··· Görev girdisi ···

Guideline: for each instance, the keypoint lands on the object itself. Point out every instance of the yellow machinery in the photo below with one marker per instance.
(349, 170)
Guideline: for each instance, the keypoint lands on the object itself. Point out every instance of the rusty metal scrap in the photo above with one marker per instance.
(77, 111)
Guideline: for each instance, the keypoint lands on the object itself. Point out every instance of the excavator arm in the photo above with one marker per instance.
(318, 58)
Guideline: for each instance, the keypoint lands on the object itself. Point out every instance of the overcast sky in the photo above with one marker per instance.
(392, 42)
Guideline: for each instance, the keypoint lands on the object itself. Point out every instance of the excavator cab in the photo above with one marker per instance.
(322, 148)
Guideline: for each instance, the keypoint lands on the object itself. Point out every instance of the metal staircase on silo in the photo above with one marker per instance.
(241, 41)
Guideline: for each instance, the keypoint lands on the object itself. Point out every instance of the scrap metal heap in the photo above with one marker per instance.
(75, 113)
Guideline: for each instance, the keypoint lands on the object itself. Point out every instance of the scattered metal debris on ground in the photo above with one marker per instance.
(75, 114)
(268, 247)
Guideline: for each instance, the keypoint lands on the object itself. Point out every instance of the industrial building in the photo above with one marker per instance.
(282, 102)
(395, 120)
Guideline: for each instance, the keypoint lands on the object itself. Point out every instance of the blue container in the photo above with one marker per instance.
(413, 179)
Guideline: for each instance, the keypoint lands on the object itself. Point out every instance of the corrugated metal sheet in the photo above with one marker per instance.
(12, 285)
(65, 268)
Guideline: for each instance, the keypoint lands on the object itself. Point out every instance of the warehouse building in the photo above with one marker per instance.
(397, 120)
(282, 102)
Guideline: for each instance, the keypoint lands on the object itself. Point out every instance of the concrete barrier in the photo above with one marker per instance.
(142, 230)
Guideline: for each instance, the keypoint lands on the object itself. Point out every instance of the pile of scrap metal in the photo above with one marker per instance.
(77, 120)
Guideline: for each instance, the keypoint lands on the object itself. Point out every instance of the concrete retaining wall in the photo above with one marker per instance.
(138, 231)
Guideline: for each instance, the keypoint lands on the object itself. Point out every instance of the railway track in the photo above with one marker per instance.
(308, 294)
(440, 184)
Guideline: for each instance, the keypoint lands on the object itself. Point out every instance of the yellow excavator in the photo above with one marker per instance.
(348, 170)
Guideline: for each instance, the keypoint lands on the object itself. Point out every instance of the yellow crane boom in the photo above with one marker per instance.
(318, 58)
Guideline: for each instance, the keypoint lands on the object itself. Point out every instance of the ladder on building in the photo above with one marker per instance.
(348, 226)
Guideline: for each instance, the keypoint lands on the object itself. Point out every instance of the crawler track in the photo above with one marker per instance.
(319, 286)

···
··· Görev girdisi ···

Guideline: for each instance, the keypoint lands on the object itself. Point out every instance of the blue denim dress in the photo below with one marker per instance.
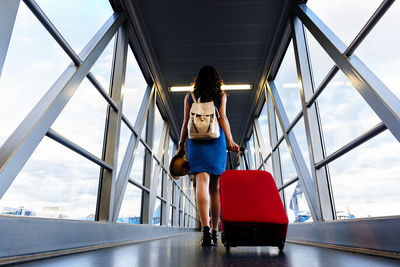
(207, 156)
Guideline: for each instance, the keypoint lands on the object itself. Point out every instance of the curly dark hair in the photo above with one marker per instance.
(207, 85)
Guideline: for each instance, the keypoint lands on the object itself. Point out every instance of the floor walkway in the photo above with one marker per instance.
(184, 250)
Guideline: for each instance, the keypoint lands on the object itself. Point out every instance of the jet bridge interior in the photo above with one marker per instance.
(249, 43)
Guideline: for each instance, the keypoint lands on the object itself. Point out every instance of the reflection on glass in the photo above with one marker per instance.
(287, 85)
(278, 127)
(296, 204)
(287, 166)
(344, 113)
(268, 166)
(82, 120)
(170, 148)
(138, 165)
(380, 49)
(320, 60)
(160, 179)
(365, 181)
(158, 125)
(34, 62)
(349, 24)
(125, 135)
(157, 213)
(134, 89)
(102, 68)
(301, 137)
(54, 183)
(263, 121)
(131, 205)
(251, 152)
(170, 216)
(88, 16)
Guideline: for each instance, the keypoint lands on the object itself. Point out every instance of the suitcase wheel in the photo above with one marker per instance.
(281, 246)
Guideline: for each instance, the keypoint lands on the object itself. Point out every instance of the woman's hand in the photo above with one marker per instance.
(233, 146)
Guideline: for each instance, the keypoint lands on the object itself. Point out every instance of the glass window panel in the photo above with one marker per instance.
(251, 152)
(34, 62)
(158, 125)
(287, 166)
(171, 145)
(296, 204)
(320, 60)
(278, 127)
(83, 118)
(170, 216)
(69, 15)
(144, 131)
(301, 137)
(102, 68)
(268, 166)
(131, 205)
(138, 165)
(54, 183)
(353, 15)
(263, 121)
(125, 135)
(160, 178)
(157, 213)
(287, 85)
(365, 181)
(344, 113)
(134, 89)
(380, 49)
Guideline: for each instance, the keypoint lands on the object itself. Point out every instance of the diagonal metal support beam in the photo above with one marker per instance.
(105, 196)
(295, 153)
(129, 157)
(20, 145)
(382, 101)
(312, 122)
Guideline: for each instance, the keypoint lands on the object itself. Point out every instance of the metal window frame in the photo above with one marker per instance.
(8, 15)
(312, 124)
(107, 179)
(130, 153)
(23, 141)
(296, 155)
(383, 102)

···
··· Görev girdisi ···

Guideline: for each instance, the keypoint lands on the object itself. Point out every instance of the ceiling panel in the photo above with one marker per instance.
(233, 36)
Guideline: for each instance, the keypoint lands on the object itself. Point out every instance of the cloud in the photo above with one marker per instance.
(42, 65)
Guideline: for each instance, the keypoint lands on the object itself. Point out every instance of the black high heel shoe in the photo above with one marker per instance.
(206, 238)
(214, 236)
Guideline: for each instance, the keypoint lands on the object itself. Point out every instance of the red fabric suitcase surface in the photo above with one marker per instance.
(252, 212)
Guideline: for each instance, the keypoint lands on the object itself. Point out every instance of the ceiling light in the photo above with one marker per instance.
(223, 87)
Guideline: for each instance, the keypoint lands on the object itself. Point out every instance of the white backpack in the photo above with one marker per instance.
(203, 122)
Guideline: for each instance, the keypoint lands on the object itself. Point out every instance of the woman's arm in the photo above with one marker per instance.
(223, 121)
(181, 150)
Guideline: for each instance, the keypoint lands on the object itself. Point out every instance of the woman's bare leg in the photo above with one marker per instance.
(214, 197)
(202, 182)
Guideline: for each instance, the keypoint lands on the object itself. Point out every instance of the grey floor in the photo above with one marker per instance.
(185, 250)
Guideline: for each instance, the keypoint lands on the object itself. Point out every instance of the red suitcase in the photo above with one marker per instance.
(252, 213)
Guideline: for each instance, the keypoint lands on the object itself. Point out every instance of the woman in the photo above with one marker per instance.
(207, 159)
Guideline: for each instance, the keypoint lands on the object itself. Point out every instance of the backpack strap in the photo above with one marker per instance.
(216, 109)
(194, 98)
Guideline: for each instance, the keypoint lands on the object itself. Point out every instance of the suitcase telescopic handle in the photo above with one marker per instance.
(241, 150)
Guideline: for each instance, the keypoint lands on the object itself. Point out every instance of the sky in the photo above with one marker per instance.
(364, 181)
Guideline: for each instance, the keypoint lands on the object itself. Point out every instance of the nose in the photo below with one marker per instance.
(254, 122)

···

Görev tanımı
Yukarıdaki öğelerden "track" sözcüğünü içeren satırların tamamını ayıklayıp kopyalayın.

Doğru çıktı
Guideline: for each instance, the keypoint lands on the object itself. Point out every instance of the railway track in the photo above with one marker per instance.
Guideline: for each instance, the keypoint lands on the object itself. Point out every instance of the crawler track in the photo above with one marker per instance.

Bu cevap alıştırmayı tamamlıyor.